**Written instruction**
Recast the part of the records that opens with the line containing "Please identify the green tree" and closes with the line containing "<point>242,172</point>" as a JSON list of strings, one per line, with blank lines omitted. Leave out the pictures.

**Listing**
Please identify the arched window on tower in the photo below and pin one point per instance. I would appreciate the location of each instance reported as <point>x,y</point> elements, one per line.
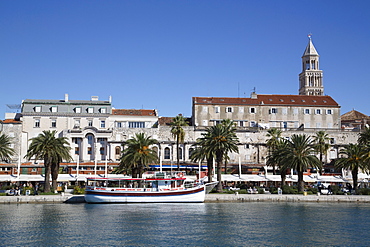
<point>167,154</point>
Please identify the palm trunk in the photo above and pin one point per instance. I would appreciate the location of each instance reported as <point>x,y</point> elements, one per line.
<point>54,175</point>
<point>300,181</point>
<point>47,163</point>
<point>177,154</point>
<point>355,178</point>
<point>283,177</point>
<point>210,169</point>
<point>219,167</point>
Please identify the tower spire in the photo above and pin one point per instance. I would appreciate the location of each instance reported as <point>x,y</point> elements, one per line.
<point>310,79</point>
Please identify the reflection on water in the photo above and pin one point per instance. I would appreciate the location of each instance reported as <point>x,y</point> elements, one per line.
<point>210,224</point>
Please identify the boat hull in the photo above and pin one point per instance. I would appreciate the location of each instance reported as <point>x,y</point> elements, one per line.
<point>94,195</point>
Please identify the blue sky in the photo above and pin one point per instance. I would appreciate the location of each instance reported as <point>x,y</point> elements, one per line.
<point>160,54</point>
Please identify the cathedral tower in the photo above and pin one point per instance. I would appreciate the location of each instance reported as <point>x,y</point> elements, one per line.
<point>310,79</point>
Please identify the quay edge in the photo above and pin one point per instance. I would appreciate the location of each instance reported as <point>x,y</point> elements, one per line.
<point>210,198</point>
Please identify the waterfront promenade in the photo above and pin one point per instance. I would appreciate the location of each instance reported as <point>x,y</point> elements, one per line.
<point>210,198</point>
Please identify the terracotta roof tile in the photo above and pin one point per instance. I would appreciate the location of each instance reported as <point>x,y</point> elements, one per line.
<point>133,112</point>
<point>273,99</point>
<point>353,115</point>
<point>10,121</point>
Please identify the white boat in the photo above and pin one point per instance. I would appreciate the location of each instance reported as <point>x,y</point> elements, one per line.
<point>158,188</point>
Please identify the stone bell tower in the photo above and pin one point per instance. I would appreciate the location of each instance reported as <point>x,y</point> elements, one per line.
<point>310,79</point>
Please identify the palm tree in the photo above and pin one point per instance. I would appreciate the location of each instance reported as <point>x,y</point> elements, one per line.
<point>275,159</point>
<point>178,133</point>
<point>298,155</point>
<point>364,136</point>
<point>218,141</point>
<point>272,143</point>
<point>52,150</point>
<point>138,154</point>
<point>355,159</point>
<point>201,153</point>
<point>5,150</point>
<point>321,144</point>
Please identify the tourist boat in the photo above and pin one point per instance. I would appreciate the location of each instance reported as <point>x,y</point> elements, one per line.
<point>158,188</point>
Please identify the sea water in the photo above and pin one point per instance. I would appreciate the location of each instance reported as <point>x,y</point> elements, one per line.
<point>202,224</point>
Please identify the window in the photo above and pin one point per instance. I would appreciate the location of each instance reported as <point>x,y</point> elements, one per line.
<point>167,155</point>
<point>273,110</point>
<point>37,108</point>
<point>37,123</point>
<point>75,140</point>
<point>77,123</point>
<point>191,150</point>
<point>136,124</point>
<point>53,123</point>
<point>180,153</point>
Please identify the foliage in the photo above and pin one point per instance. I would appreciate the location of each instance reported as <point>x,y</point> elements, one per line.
<point>52,150</point>
<point>354,157</point>
<point>5,150</point>
<point>178,133</point>
<point>77,190</point>
<point>138,154</point>
<point>298,155</point>
<point>216,143</point>
<point>321,144</point>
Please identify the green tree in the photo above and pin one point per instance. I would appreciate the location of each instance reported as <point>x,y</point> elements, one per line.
<point>272,143</point>
<point>354,157</point>
<point>275,159</point>
<point>218,141</point>
<point>200,154</point>
<point>321,145</point>
<point>364,137</point>
<point>298,155</point>
<point>178,133</point>
<point>138,154</point>
<point>5,150</point>
<point>52,150</point>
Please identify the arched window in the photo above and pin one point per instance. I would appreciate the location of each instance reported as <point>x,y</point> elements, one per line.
<point>167,154</point>
<point>191,150</point>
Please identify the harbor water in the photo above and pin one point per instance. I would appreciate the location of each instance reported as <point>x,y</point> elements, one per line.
<point>202,224</point>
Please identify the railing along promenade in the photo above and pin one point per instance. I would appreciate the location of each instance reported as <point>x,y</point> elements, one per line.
<point>210,198</point>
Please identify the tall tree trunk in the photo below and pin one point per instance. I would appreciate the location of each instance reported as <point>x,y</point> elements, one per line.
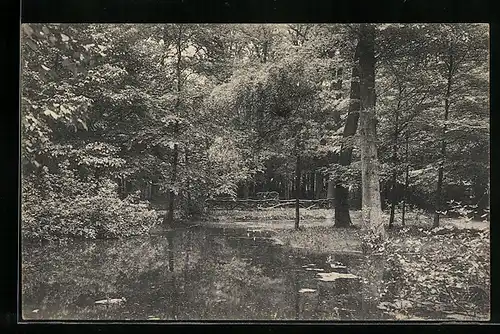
<point>443,141</point>
<point>318,185</point>
<point>394,180</point>
<point>188,187</point>
<point>407,176</point>
<point>246,190</point>
<point>169,217</point>
<point>371,205</point>
<point>342,216</point>
<point>297,190</point>
<point>331,194</point>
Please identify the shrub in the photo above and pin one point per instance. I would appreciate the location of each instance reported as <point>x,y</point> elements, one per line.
<point>69,212</point>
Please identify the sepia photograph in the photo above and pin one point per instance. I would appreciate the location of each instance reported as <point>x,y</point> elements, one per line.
<point>242,172</point>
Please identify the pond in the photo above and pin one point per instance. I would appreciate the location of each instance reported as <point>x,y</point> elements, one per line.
<point>193,274</point>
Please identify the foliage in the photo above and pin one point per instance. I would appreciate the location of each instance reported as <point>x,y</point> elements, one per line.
<point>440,270</point>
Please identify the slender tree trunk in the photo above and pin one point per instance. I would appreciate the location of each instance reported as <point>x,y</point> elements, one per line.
<point>169,217</point>
<point>246,190</point>
<point>394,180</point>
<point>318,185</point>
<point>297,190</point>
<point>443,141</point>
<point>407,174</point>
<point>342,216</point>
<point>331,194</point>
<point>371,205</point>
<point>188,186</point>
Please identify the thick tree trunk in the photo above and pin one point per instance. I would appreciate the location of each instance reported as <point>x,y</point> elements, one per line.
<point>407,175</point>
<point>297,191</point>
<point>342,216</point>
<point>371,205</point>
<point>439,186</point>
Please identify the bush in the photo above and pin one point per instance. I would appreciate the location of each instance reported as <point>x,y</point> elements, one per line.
<point>440,272</point>
<point>68,212</point>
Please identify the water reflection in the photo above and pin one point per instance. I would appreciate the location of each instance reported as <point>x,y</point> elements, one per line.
<point>190,275</point>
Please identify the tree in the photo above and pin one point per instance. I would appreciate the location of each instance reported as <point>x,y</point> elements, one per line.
<point>371,205</point>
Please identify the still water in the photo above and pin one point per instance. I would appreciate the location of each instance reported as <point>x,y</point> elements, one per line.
<point>193,274</point>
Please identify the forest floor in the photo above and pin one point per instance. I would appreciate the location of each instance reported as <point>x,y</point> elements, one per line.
<point>316,233</point>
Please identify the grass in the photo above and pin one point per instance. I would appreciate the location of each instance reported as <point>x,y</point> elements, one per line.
<point>320,239</point>
<point>316,233</point>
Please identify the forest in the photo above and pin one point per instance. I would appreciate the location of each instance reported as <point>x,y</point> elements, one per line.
<point>373,137</point>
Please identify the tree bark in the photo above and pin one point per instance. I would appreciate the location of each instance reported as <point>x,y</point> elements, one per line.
<point>342,216</point>
<point>331,194</point>
<point>371,205</point>
<point>318,185</point>
<point>169,216</point>
<point>407,174</point>
<point>443,141</point>
<point>394,180</point>
<point>297,191</point>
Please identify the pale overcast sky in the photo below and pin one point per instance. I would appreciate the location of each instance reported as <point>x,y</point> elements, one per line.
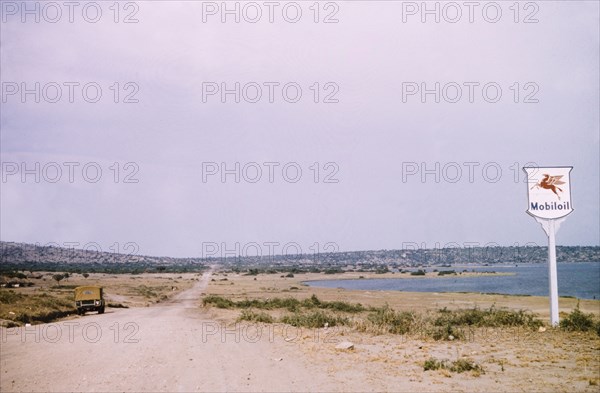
<point>369,129</point>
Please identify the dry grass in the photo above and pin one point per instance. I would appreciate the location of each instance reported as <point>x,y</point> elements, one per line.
<point>47,300</point>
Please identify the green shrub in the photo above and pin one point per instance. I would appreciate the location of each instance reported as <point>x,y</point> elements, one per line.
<point>491,317</point>
<point>580,322</point>
<point>314,319</point>
<point>10,296</point>
<point>217,301</point>
<point>249,315</point>
<point>457,366</point>
<point>392,321</point>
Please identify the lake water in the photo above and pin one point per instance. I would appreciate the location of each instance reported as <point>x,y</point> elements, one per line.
<point>581,280</point>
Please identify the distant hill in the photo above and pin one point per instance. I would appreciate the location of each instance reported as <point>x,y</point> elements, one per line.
<point>22,256</point>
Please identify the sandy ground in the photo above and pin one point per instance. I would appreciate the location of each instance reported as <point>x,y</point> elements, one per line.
<point>179,346</point>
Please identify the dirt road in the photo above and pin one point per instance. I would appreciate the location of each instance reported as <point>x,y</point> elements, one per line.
<point>171,347</point>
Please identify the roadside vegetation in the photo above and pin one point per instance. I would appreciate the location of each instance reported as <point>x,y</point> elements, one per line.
<point>457,366</point>
<point>17,309</point>
<point>311,312</point>
<point>578,321</point>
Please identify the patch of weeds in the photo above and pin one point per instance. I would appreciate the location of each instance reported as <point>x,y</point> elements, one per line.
<point>577,321</point>
<point>457,366</point>
<point>314,319</point>
<point>249,315</point>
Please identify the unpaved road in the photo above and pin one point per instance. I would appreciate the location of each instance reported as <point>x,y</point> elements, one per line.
<point>171,347</point>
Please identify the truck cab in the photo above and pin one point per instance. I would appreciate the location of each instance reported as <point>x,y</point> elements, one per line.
<point>89,298</point>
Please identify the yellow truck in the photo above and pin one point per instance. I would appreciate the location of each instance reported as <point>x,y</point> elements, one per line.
<point>89,298</point>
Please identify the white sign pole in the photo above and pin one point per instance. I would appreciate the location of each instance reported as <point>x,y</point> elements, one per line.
<point>549,202</point>
<point>551,227</point>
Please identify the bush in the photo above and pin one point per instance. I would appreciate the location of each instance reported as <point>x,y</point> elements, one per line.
<point>491,317</point>
<point>457,366</point>
<point>249,315</point>
<point>392,321</point>
<point>10,296</point>
<point>580,322</point>
<point>218,301</point>
<point>315,319</point>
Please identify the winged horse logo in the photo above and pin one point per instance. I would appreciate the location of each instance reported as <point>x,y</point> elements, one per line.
<point>550,183</point>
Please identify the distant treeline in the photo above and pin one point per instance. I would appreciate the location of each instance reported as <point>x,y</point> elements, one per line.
<point>20,256</point>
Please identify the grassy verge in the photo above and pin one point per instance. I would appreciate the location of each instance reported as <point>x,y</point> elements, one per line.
<point>18,309</point>
<point>442,324</point>
<point>457,366</point>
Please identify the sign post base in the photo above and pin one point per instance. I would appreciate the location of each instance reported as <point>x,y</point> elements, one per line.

**Solution below**
[
  "Please identify the green tree in the photo above and pin one point per instance. I would appreciate the location of each instance reported as <point>x,y</point> elements, one per line.",
  "<point>272,143</point>",
  "<point>354,157</point>",
  "<point>275,159</point>",
  "<point>218,141</point>",
  "<point>200,154</point>",
  "<point>321,145</point>",
  "<point>364,137</point>",
  "<point>298,155</point>",
  "<point>178,133</point>",
  "<point>138,154</point>",
  "<point>5,150</point>",
  "<point>52,150</point>",
  "Please identify the arched window in the photo above and pin one point per instance. I would appreciate the location of each instance reported as <point>x,y</point> elements, one per line.",
  "<point>167,154</point>",
  "<point>191,150</point>",
  "Please identify the harbor water in the photo above and pin one point per instance. I would appreciate the location of each instance reported as <point>x,y</point> elements, one per line.",
  "<point>202,224</point>",
  "Please identify the railing along promenade in the photo above and pin one point per instance. I would appreciate the location of each instance reported as <point>x,y</point> elements, one per line.",
  "<point>210,198</point>",
  "Please identify the tall tree trunk in the photo below and pin one point per instance. I would appreciate the location of each instance reported as <point>x,y</point> elements, one per line.",
  "<point>443,141</point>",
  "<point>318,185</point>",
  "<point>394,180</point>",
  "<point>188,187</point>",
  "<point>407,176</point>",
  "<point>246,190</point>",
  "<point>169,217</point>",
  "<point>371,205</point>",
  "<point>342,216</point>",
  "<point>297,190</point>",
  "<point>331,194</point>",
  "Please identify the shrub in the photo above and pin one point per instance. I would appreciate the location of each instance reported as <point>x,y</point> elements, one per line.",
  "<point>69,212</point>",
  "Please identify the sepia photograph in the photo above and pin one point per instance. I would appreciate the location of each instance reported as <point>x,y</point> elements, one per line.",
  "<point>242,172</point>"
]